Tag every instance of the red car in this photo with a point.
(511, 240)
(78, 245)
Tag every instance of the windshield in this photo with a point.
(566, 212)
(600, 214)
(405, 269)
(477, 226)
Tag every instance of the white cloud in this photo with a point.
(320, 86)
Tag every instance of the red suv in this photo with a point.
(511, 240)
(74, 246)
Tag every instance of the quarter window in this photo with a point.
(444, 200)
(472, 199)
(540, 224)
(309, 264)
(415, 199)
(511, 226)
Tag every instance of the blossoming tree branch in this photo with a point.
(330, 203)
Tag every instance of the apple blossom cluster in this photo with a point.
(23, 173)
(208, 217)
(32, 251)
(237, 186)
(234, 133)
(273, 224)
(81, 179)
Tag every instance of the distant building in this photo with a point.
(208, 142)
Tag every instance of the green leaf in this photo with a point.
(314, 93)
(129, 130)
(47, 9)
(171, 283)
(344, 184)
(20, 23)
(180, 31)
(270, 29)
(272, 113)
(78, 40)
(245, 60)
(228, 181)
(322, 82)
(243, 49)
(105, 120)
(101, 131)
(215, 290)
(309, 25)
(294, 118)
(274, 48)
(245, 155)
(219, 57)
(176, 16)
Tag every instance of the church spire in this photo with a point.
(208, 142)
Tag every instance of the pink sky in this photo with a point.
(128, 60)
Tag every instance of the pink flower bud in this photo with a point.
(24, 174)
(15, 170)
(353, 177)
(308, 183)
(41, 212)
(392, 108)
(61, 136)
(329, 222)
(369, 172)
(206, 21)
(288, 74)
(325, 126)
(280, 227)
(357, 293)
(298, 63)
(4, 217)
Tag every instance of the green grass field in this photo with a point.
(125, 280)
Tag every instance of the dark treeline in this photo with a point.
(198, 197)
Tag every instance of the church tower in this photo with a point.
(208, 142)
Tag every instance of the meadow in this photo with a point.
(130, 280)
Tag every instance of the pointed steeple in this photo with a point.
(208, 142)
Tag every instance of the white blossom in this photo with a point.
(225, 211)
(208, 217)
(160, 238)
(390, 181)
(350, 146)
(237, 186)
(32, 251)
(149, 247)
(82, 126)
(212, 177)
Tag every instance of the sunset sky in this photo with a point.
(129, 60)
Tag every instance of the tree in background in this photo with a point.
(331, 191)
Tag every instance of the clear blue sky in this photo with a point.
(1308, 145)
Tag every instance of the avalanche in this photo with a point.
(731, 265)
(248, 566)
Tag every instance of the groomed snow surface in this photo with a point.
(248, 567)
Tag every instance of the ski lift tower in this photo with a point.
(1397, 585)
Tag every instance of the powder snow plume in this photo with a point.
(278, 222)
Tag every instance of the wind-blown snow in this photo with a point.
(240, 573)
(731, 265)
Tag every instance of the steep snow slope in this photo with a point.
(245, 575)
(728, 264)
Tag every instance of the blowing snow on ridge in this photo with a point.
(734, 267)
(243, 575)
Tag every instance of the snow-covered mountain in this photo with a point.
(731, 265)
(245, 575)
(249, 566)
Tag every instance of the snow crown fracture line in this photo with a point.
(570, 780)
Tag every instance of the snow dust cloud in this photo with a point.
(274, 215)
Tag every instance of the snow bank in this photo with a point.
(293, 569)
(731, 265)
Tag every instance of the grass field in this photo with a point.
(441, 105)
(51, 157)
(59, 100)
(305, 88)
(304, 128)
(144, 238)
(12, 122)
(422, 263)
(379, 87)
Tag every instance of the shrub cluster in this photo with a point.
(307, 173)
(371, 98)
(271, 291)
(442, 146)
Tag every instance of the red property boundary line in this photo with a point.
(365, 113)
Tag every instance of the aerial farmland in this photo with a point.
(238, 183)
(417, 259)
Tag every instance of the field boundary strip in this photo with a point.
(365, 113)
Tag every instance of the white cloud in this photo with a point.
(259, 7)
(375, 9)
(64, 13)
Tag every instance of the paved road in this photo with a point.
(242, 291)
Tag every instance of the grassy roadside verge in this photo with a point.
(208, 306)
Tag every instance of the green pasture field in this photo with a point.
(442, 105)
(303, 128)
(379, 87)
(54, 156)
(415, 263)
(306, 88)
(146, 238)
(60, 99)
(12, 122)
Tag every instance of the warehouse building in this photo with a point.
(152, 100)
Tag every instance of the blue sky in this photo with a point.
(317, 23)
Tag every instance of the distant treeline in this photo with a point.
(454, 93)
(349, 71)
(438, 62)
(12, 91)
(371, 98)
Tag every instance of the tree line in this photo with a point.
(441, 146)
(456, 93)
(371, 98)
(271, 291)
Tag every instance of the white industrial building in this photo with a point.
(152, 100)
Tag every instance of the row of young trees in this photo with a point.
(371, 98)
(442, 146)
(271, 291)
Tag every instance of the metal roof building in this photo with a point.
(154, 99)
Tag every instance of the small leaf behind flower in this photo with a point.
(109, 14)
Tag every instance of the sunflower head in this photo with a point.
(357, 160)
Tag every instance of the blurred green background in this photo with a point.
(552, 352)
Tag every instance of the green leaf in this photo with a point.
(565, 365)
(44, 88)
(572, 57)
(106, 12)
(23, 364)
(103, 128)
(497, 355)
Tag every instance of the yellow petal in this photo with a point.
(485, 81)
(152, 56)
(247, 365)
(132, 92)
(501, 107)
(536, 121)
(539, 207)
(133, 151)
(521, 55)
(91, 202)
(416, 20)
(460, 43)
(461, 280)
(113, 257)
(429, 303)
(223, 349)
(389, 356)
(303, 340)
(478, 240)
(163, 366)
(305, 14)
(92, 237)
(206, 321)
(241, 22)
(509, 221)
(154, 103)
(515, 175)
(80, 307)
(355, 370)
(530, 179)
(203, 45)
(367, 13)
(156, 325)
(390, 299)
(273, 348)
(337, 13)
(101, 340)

*TASK INSTRUCTIONS:*
Write out all the lines again, exactly as they are.

*SOLUTION TO THIS PROBLEM:*
Tag every instance of the red car in this photo with a point.
(511, 240)
(78, 245)
Tag every instance of the windshield in this photo with a point.
(566, 212)
(600, 214)
(405, 269)
(477, 226)
Tag every instance of the white cloud in this photo with a point.
(320, 86)
Tag every instance of the red suv in this photo with a point.
(511, 240)
(74, 246)
Tag every instance of the quarter window in this photo with a point.
(444, 200)
(472, 199)
(540, 224)
(309, 264)
(415, 199)
(511, 226)
Tag every instance of the blossoming tree branch in this photo with a point.
(330, 203)
Tag every instance of the apple blossom cluster in this photo with a point.
(23, 173)
(208, 217)
(32, 251)
(237, 186)
(234, 133)
(273, 224)
(81, 179)
Tag every instance of the distant building in this photo with a point.
(208, 142)
Tag every instance of the green leaf in this photo with a point.
(314, 93)
(129, 130)
(47, 9)
(171, 283)
(344, 184)
(20, 23)
(180, 31)
(270, 29)
(272, 113)
(78, 40)
(245, 60)
(228, 181)
(322, 82)
(243, 49)
(105, 120)
(101, 131)
(215, 290)
(309, 25)
(294, 118)
(274, 48)
(245, 155)
(219, 57)
(176, 16)
Tag every instance of the church spire in this photo with a point.
(208, 142)
Tag every instance of the pink sky in this photo with a point.
(128, 60)
Tag every instance of the pink flower bud in this photo with a point.
(24, 174)
(15, 170)
(353, 177)
(308, 183)
(41, 212)
(392, 108)
(61, 136)
(329, 222)
(369, 172)
(206, 21)
(288, 74)
(325, 126)
(280, 227)
(357, 293)
(298, 63)
(4, 217)
Tag every instance of the green grass field in this photo with a point.
(125, 280)
Tag every instance of the dark treeline in this photo with a point.
(198, 197)
Tag every instance of the church tower in this photo with a point.
(208, 142)
Tag every instance of the meadow in this photo with a point.
(130, 280)
Tag every instance of the pointed steeple in this photo with a point.
(208, 142)
Tag every instance of the white blossom in this photo with a point.
(225, 211)
(208, 217)
(160, 238)
(390, 181)
(350, 146)
(237, 186)
(32, 251)
(149, 247)
(82, 126)
(212, 177)
Tag every instance of the sunset sky in this photo with a point.
(129, 60)
Tag every instance of the tree in background in this photo with a point.
(331, 191)
Tag every instance of the clear blue sky in this photo with a point.
(1308, 145)
Tag every instance of the avalanche in this photo with a point.
(731, 265)
(248, 566)
Tag every instance of the groomed snow surface in this photo with a point.
(248, 567)
Tag every instance of the ski lift tower in this photo with a point.
(1397, 585)
Tag every instance of the powder snow plume in this photo with a point.
(278, 222)
Tag every instance of the wind-blown snow in this photo with a point.
(240, 573)
(731, 265)
Tag every instance of the steep snow slope in this photo with a point.
(245, 575)
(728, 264)
Tag every instance of the blowing snow on ridge in this photo with a point.
(734, 267)
(243, 575)
Tag every instance of the snow-covered mountain in this photo with a point.
(731, 265)
(245, 575)
(249, 566)
Tag every instance of the snow crown fracture line in this photo with a point.
(570, 780)
Tag every instance of the snow dust cloud in this photo with a point.
(274, 215)
Tag every instance of the snow bank in this photo with a point.
(293, 569)
(731, 265)
Tag every instance of the grass field in this photo with a point.
(441, 105)
(51, 157)
(59, 100)
(305, 88)
(304, 128)
(144, 238)
(12, 122)
(422, 263)
(379, 87)
Tag every instance of the shrub cluster in this photo with a point.
(307, 173)
(371, 98)
(271, 291)
(442, 146)
Tag every instance of the red property boundary line in this photo with a point.
(365, 113)
Tag every instance of the aerial farmland in this photo with a point.
(238, 183)
(417, 259)
Tag every instance of the field boundary strip in this photo with a point.
(365, 113)
Tag every instance of the white cloud in this photo with a point.
(259, 7)
(375, 9)
(64, 13)
Tag every instance of the paved road in this photo with a point.
(242, 291)
Tag every instance of the grassy roadside verge in this photo with a point.
(208, 306)
Tag every instance of the green pasture field in this photo with a point.
(442, 105)
(303, 128)
(379, 87)
(54, 156)
(415, 263)
(306, 88)
(146, 238)
(60, 99)
(12, 122)
Tag every instance of the warehouse building in this photo with a point.
(152, 100)
Tag every instance of the blue sky in this photo with a point.
(317, 23)
Tag every instance of the distant treeline in this photo with a point.
(454, 93)
(349, 71)
(438, 62)
(12, 91)
(371, 98)
Tag every instance of the tree line in this photo with a point.
(441, 146)
(456, 93)
(371, 98)
(271, 291)
Tag every instance of the white industrial building in this photo with a point.
(152, 100)
Tag every instance of the row of young trees in this photo with a point.
(371, 98)
(442, 146)
(271, 291)
Tag every instance of the metal roof building in this photo with a point.
(154, 99)
Tag every instance of the small leaf behind flower in this photo with a point.
(109, 14)
Tag every instance of the sunflower head in this photo with a point.
(357, 160)
Tag every instance of the blurred green background in this photo with a point.
(552, 352)
Tag every instance of the green leaf in this photo with a point.
(565, 365)
(44, 88)
(572, 57)
(106, 12)
(23, 364)
(103, 128)
(497, 355)
Tag every instance of the yellow petal in this photo with a point.
(485, 81)
(152, 56)
(247, 365)
(132, 92)
(501, 107)
(536, 121)
(539, 207)
(133, 151)
(521, 55)
(91, 202)
(416, 20)
(460, 43)
(461, 280)
(113, 257)
(429, 303)
(223, 349)
(389, 356)
(303, 340)
(478, 240)
(163, 366)
(305, 14)
(92, 237)
(206, 321)
(241, 22)
(509, 221)
(154, 103)
(515, 175)
(80, 307)
(355, 370)
(530, 179)
(203, 45)
(367, 13)
(156, 325)
(390, 299)
(273, 348)
(337, 13)
(101, 340)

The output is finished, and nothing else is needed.